[Natural language region descriptions]
───
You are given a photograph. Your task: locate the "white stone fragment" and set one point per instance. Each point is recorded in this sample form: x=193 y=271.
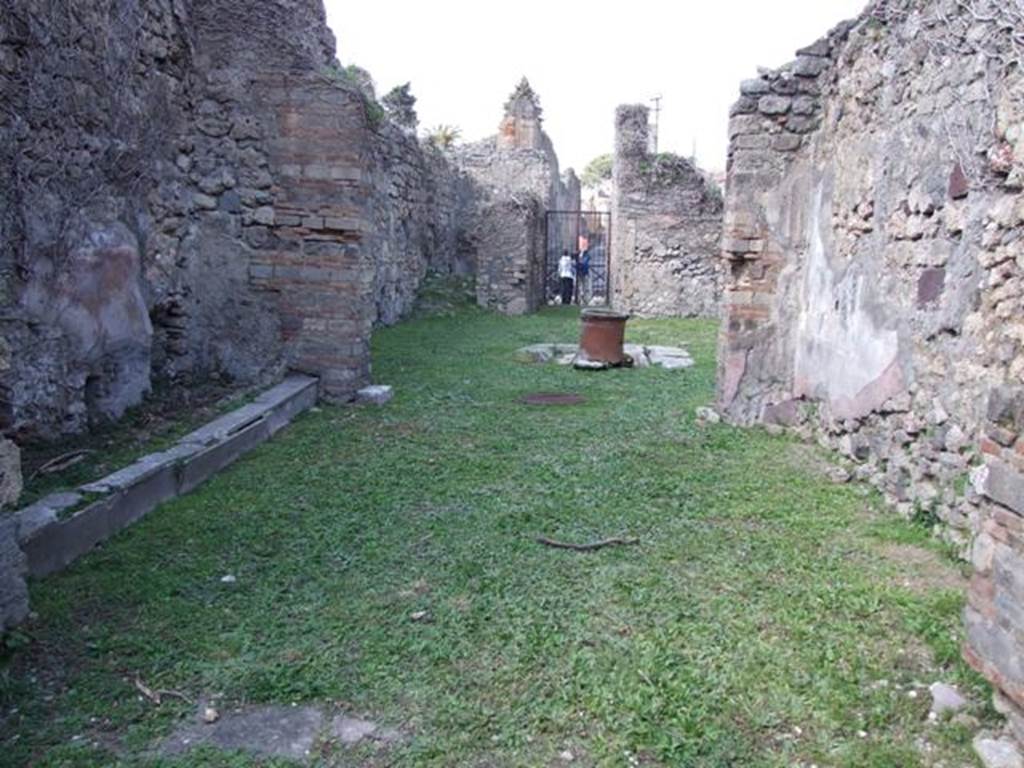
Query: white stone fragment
x=377 y=394
x=945 y=698
x=997 y=753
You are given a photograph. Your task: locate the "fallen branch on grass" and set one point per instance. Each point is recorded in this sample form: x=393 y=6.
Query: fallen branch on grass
x=158 y=695
x=60 y=463
x=594 y=546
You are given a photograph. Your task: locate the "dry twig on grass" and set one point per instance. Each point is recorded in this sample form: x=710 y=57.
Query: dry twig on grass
x=157 y=696
x=592 y=547
x=60 y=463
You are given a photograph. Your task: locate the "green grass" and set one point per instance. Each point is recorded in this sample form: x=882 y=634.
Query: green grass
x=759 y=602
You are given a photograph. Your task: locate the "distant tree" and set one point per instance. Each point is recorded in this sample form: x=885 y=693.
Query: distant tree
x=443 y=136
x=597 y=170
x=400 y=105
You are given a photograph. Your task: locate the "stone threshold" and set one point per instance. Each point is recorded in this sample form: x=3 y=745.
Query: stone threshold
x=51 y=542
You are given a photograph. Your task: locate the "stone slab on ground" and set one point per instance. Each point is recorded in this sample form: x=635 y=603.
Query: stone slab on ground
x=997 y=753
x=289 y=732
x=377 y=394
x=671 y=358
x=275 y=731
x=51 y=544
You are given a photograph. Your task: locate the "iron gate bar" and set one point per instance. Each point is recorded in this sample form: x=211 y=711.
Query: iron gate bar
x=603 y=226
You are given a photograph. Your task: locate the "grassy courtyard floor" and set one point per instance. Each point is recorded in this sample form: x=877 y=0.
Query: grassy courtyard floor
x=768 y=617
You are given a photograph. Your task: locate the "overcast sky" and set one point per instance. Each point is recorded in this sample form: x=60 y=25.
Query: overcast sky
x=583 y=58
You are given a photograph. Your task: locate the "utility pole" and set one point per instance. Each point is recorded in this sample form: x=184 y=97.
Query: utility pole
x=657 y=121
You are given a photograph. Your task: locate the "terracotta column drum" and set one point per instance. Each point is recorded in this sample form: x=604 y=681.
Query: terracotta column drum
x=602 y=336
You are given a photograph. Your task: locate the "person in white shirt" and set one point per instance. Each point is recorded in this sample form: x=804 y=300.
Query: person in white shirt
x=566 y=271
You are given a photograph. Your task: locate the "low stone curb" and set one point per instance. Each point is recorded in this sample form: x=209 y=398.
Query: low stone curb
x=51 y=544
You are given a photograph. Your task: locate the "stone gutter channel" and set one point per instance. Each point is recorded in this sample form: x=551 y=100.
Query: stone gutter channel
x=51 y=542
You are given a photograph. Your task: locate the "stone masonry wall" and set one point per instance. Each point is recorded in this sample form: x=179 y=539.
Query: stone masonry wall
x=666 y=228
x=515 y=180
x=994 y=615
x=163 y=157
x=873 y=231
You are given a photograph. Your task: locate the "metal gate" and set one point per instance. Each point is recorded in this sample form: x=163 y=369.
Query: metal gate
x=582 y=235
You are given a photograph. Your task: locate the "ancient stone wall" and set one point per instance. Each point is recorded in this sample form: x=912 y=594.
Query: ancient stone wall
x=196 y=190
x=873 y=230
x=994 y=615
x=515 y=179
x=666 y=228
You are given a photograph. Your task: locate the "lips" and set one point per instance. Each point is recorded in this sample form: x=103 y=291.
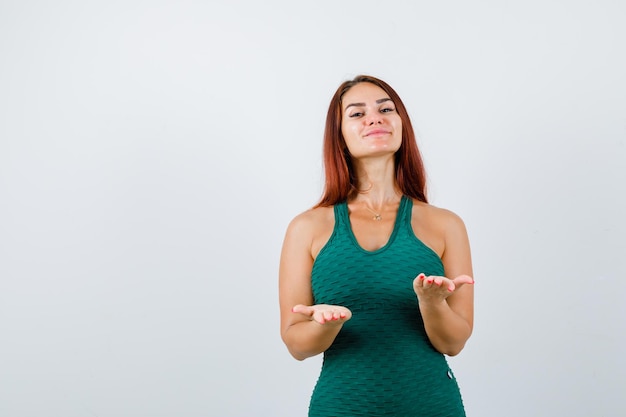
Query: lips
x=377 y=132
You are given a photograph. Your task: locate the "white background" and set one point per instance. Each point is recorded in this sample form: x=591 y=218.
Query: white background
x=152 y=154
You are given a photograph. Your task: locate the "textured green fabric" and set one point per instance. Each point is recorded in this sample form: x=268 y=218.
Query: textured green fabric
x=381 y=363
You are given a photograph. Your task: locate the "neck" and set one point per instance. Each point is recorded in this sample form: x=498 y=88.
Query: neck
x=377 y=182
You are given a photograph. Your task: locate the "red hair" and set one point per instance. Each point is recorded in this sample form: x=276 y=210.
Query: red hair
x=341 y=182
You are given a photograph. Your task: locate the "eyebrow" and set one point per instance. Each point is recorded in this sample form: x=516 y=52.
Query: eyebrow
x=380 y=100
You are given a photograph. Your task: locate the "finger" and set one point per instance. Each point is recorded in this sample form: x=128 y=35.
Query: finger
x=428 y=282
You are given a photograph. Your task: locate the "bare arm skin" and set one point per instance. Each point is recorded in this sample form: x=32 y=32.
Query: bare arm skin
x=447 y=304
x=306 y=329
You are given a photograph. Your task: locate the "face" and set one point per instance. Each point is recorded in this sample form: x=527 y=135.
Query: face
x=370 y=123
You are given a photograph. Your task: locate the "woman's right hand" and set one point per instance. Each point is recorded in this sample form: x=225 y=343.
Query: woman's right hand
x=324 y=313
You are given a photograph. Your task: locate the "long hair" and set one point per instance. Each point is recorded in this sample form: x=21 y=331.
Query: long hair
x=341 y=181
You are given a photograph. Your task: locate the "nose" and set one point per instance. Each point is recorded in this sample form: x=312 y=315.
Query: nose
x=374 y=118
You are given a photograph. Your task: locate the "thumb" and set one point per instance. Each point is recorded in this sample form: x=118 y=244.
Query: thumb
x=302 y=309
x=462 y=279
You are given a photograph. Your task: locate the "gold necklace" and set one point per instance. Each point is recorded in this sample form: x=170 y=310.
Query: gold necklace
x=376 y=215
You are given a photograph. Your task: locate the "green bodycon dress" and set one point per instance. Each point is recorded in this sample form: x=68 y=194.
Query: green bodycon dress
x=381 y=363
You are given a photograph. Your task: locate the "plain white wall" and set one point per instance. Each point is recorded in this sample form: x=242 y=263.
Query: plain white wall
x=153 y=152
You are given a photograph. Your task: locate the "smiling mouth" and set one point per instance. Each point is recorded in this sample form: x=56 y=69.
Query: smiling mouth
x=377 y=132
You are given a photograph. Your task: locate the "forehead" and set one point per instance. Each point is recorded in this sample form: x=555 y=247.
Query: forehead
x=363 y=93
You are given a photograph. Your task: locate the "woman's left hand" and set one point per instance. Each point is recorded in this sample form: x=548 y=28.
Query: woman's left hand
x=434 y=289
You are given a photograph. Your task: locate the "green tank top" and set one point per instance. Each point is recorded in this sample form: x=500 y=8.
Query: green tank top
x=381 y=362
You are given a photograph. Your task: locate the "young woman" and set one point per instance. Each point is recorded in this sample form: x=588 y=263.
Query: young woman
x=373 y=276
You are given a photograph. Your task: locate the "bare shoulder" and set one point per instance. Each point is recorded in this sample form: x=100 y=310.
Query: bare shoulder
x=312 y=228
x=437 y=227
x=443 y=219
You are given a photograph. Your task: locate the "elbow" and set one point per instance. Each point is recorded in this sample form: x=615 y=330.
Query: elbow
x=453 y=352
x=451 y=349
x=297 y=355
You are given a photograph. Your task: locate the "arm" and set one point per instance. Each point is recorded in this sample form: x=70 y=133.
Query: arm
x=446 y=305
x=306 y=330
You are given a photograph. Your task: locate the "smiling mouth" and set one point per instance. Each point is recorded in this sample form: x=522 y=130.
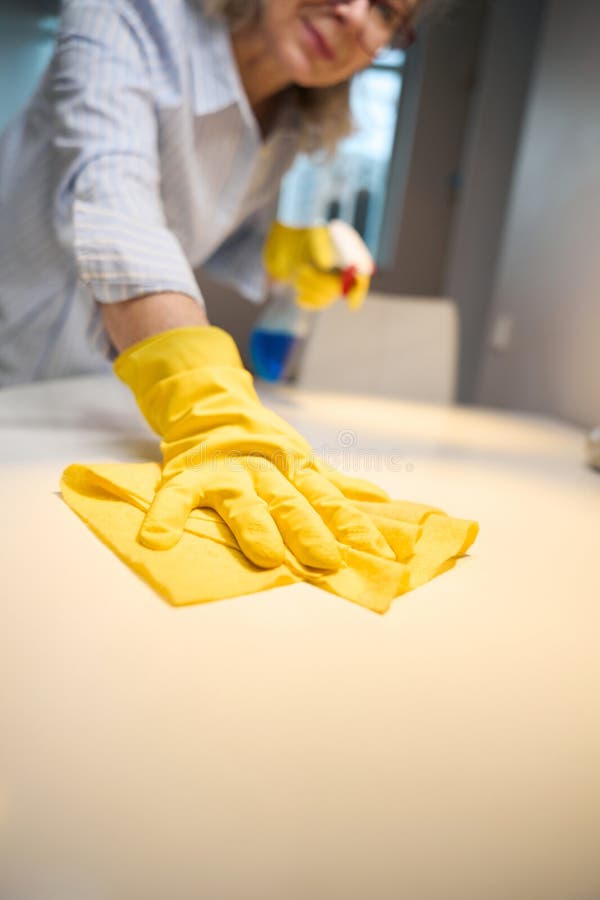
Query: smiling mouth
x=318 y=42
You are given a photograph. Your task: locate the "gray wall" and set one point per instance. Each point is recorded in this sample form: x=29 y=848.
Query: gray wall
x=543 y=349
x=425 y=176
x=507 y=59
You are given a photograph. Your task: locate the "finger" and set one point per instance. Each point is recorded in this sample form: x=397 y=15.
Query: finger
x=357 y=293
x=352 y=488
x=349 y=525
x=165 y=521
x=303 y=530
x=233 y=496
x=321 y=248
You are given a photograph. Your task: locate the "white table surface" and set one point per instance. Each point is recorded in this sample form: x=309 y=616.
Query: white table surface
x=290 y=745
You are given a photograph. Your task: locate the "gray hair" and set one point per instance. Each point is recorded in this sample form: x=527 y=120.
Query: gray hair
x=326 y=116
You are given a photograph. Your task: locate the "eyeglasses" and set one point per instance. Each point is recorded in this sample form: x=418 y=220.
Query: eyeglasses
x=386 y=25
x=389 y=25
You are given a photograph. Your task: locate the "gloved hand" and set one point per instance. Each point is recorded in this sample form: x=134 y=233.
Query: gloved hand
x=223 y=449
x=322 y=263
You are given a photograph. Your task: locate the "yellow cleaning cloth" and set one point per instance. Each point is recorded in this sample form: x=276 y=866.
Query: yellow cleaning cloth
x=207 y=563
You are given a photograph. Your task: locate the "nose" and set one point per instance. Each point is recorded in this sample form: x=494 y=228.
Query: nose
x=354 y=13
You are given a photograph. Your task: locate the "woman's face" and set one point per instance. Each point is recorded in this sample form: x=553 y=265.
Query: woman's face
x=318 y=44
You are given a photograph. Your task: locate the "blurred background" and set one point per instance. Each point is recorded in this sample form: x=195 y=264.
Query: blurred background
x=475 y=179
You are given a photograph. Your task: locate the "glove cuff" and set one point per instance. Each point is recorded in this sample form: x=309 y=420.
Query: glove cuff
x=175 y=351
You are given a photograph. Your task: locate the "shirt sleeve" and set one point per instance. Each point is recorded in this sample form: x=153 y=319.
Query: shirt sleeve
x=109 y=210
x=238 y=262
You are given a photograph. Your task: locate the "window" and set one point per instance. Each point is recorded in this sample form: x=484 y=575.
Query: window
x=353 y=185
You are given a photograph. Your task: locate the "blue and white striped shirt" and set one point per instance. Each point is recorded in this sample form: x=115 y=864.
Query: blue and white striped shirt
x=138 y=160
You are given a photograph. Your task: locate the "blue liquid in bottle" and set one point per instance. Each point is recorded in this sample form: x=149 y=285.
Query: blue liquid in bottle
x=270 y=352
x=278 y=333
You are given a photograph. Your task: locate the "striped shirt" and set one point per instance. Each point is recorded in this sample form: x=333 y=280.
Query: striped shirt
x=138 y=160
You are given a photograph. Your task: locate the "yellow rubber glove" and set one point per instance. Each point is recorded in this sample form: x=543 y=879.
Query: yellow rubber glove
x=322 y=263
x=223 y=449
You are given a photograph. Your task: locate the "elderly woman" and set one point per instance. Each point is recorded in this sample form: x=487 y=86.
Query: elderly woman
x=155 y=144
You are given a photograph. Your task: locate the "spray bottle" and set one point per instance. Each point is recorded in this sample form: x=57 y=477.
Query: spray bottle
x=281 y=330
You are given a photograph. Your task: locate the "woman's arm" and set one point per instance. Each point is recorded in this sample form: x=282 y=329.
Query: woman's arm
x=134 y=320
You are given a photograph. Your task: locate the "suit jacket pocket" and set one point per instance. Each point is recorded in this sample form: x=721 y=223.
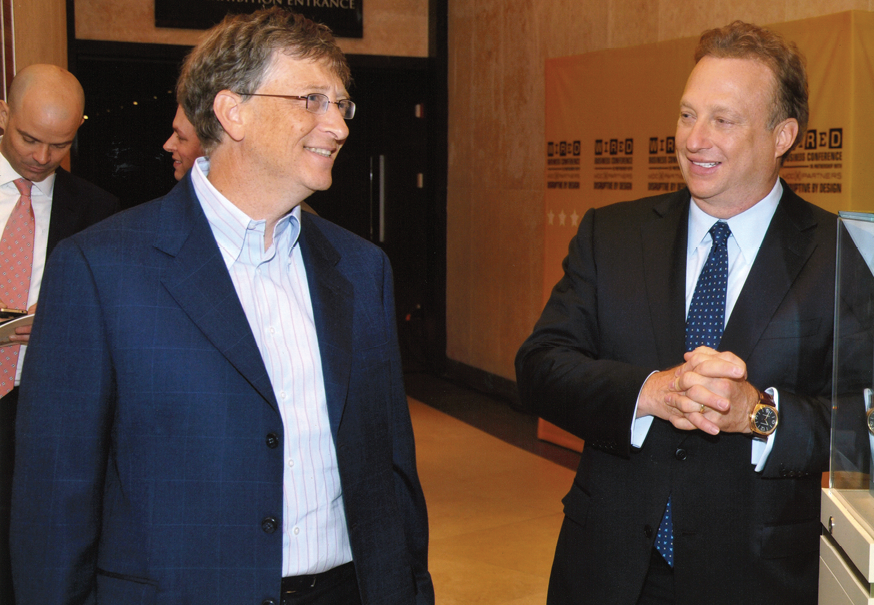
───
WHAT YOU HAVE TO DO: Retype exactly the lines above, from the one with "Query: long hair" through the one with "form: x=118 y=244.", inclusive.

EXERCISE RESPONSE:
Query: long hair
x=341 y=181
You are given a photograph. Your task: locate the "nose" and set one point per instance. Each point is recorded in this sample form: x=312 y=315.
Query: nose
x=374 y=118
You are given a photograph. Your task: locate the "thumb" and set one point per instance. Each point is recorded in this sample form: x=118 y=244.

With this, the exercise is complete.